[Stored items]
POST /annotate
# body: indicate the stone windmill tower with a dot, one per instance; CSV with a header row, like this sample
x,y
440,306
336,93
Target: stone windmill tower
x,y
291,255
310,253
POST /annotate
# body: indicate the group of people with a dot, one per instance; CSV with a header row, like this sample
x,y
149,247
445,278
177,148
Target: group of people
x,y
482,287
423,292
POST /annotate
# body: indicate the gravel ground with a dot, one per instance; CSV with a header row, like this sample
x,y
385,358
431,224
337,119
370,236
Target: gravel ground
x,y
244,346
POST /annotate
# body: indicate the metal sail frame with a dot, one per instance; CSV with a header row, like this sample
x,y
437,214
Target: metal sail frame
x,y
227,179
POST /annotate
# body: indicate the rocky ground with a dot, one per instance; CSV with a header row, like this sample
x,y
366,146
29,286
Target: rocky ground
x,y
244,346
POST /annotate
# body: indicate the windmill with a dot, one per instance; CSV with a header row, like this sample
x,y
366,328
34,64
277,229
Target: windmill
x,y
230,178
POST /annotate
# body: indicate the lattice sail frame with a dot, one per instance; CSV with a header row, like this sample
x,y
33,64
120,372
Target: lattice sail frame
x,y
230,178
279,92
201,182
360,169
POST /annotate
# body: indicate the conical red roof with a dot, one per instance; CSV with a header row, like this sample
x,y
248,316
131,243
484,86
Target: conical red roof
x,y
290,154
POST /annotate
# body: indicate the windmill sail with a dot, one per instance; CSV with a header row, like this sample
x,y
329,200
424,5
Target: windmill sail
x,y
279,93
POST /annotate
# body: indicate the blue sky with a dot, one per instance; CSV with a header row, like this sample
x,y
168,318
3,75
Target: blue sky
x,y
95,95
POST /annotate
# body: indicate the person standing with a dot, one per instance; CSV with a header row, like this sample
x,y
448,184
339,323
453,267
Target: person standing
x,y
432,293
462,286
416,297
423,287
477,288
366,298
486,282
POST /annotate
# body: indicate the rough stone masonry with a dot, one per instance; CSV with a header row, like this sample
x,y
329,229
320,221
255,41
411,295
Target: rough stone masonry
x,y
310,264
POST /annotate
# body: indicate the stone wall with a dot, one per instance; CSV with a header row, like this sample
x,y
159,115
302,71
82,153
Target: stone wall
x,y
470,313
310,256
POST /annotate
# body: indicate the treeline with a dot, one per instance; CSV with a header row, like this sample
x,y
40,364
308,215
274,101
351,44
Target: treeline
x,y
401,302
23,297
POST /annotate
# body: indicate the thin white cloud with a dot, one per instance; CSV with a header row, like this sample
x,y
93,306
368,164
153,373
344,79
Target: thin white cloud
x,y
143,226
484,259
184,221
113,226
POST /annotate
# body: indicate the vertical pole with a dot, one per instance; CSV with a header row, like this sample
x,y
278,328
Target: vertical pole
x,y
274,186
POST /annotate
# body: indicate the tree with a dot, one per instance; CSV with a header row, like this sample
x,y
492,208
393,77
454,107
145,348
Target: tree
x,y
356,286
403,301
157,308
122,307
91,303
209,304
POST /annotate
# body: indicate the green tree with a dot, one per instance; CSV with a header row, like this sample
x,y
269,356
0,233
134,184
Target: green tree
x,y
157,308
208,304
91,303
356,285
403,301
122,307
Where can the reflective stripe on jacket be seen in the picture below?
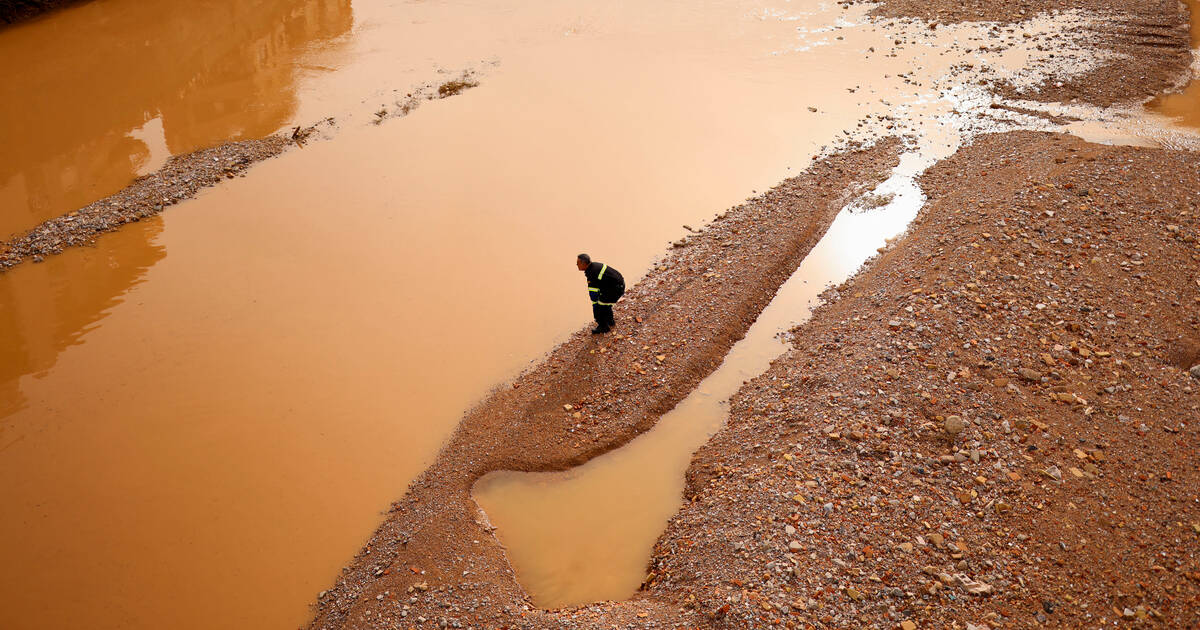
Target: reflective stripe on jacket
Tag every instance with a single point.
(605, 285)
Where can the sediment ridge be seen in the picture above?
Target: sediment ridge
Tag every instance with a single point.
(990, 426)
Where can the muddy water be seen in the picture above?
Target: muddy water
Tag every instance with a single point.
(586, 534)
(1185, 106)
(97, 94)
(202, 418)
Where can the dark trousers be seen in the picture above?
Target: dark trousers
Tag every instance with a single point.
(603, 316)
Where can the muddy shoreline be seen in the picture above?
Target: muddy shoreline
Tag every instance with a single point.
(973, 388)
(185, 175)
(1006, 389)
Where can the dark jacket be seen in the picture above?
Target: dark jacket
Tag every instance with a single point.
(605, 283)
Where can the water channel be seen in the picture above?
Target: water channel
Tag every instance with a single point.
(585, 535)
(203, 415)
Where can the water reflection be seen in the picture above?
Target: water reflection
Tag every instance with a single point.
(1185, 106)
(77, 87)
(54, 310)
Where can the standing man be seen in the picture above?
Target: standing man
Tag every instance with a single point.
(605, 287)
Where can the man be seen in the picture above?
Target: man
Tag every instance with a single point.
(605, 287)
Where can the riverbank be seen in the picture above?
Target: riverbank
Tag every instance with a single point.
(989, 426)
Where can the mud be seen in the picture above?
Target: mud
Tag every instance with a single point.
(690, 309)
(183, 177)
(1047, 300)
(425, 561)
(1147, 41)
(960, 390)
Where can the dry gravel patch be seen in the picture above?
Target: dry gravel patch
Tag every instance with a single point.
(993, 425)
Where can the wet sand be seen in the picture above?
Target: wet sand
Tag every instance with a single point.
(780, 523)
(339, 605)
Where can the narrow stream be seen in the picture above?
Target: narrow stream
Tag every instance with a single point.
(203, 415)
(586, 534)
(1185, 106)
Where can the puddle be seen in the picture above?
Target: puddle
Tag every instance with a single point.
(1183, 107)
(79, 83)
(586, 535)
(202, 417)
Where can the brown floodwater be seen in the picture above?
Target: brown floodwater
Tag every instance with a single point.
(203, 415)
(1185, 106)
(102, 91)
(586, 534)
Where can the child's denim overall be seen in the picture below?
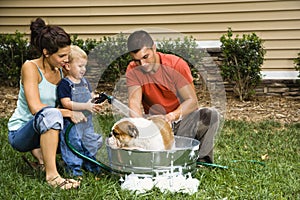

WORK REQUEST → Whenever a line above has the word "dark" in it, copy that line.

SOLVED PROBLEM →
Where can the dark trousers be seen in the picture above?
Target: dark trousers
Where can the dark jacket be seen in the picture above?
Target: dark jacket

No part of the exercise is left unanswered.